WORK REQUIRED – Once you have read the data below, write it all out exactly.

(Records contained in a dataset)

-.-.-

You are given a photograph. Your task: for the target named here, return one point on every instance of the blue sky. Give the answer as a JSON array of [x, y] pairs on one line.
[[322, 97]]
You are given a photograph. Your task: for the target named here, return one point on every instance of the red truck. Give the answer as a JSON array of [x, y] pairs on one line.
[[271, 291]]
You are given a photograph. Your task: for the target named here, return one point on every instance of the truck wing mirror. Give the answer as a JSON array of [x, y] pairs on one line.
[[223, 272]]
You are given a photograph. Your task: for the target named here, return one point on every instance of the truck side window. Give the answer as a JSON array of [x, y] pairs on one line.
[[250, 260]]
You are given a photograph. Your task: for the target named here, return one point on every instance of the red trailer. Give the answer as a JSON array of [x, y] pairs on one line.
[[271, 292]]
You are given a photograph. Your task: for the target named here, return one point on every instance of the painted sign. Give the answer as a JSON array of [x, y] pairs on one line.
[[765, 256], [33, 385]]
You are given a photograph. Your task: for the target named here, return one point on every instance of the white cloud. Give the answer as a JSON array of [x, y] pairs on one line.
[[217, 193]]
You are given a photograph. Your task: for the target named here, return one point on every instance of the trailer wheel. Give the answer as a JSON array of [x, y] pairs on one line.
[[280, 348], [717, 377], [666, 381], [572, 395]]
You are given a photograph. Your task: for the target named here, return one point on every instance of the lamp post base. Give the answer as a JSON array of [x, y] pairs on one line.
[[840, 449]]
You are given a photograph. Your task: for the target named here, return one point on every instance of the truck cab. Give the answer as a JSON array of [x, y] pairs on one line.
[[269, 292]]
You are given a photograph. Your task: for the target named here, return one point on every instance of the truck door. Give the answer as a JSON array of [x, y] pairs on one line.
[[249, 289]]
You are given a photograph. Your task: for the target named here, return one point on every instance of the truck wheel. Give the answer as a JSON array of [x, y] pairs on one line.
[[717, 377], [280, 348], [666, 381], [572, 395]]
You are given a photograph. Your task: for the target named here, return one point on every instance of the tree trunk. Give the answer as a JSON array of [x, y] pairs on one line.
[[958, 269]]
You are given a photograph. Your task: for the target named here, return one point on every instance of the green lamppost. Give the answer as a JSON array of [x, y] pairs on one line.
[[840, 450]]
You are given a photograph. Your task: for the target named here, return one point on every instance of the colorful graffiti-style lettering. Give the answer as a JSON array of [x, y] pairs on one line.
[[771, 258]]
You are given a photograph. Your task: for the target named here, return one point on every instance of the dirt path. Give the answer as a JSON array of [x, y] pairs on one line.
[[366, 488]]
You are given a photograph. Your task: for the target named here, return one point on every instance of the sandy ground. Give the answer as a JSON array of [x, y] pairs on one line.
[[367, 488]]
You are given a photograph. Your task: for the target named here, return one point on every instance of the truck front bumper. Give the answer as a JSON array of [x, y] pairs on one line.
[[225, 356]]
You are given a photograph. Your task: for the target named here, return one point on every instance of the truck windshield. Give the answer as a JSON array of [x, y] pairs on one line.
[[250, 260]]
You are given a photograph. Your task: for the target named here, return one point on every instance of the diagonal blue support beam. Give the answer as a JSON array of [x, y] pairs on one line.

-.-.-

OUTPUT OF THE TASK –
You are given a photograph. Your task: for the target named here, return one point on every instance of the blue sky. Give the answer as a JSON array of [x, y] pairs on one line.
[[322, 97]]
You are given a photograph. Your task: for the target named here, return one point on every instance of the red truck. Give the answer as a JSON array of [x, y] pairs on one line.
[[271, 291]]
You are given a photograph. Your task: for the target named here, return one point on every instance of the truck wing mirror. Give the answer as a JSON array of [x, y] pairs on one line.
[[223, 272]]
You are given a photograph. Your task: for the target named here, return one point on every instance of the truck side window. Give the answer as a JSON array of [x, y] pairs on one line.
[[250, 260]]
You are given a photograph. Your task: for the target named here, return one point on every instance of the red trailer. Give the answer as a JSON array of [x, y] pairs on one line.
[[271, 292]]
You are given a photograph. Your task: for the target named here, return one point on every instance of the painted sign. Give the answer as a JSON array of [x, y] pairs on one line.
[[765, 256], [33, 385]]
You are given a photograph. Your task: for the target named here, return one point on every instance of the white cloud. Give the answer as a JSON array of [x, y] pairs on one line.
[[217, 193]]
You are given a photograph. Your task: for the target named here, return one point on every instance of the trailer wheel. Give the answer as a JSON array of [x, y] pairs on one line.
[[280, 348], [717, 377], [666, 381], [572, 395]]
You are given a photograph. Your task: for the target named here, return one point on every instance of the lamp post base. Give the answer as a JSON array of [x, y] pairs on one line.
[[840, 449]]
You are given a photograph. Your task: for the target named here, return one point on every instance of the truck cab. Give the answer as a JSON array of [x, y] pairs on one line.
[[269, 292]]
You are given a photograph. Your task: for the target named here, return one point on every instance of the truck door. Give the answer as a JSON array of [x, y] pairs on one line.
[[249, 289]]
You are given a photograph. Your task: for the target named here, return one point on every instance of the truck wheel. Give the answer as a JSON array of [x, y] pairs on one line.
[[717, 377], [280, 348], [666, 381], [572, 395]]
You are given a photograph. Your task: for the target named here, return one point on every instance of the tree trunk. Give the answer as a JSON array of [x, y] pairs on one line.
[[958, 269]]
You are given a photograph. Your task: for the target named here, return one point on every instance of the green lamppost. Give the answer as a JSON array of [x, y] pairs on one line.
[[840, 450]]
You are given a photograph. Your task: for the target named here, return one point on every instance of the colorful graffiti-style lettering. Give the answer as a JSON array of [x, y] pairs on one line.
[[771, 258]]
You are given a photograph. Your task: for the target named here, return one point on every instance of the dirt path. Give the answer as a JSON array of [x, y] pairs on one line.
[[366, 488]]
You are given a photograph. Your task: for the target named here, return one point on every instance of the sandy ground. Give the answer as a JSON array of [x, y] pairs on one line.
[[367, 488]]
You are given a photograph. Your task: for the target named here, return one point on every instance of the truck front bumper. Give the answer as a JSON array of [x, y] pairs on one line.
[[225, 356]]
You are given a photograph. Your task: for the target named here, return one point on every instance of the truck windshield. Give the answer as a JSON array of [x, y] pairs on one line.
[[250, 260]]
You are given a photograph. Your task: for the target named here, return one point on every instance of the diagonal blue support beam. Give the answer as a JSON array of [x, y] pairs on one line.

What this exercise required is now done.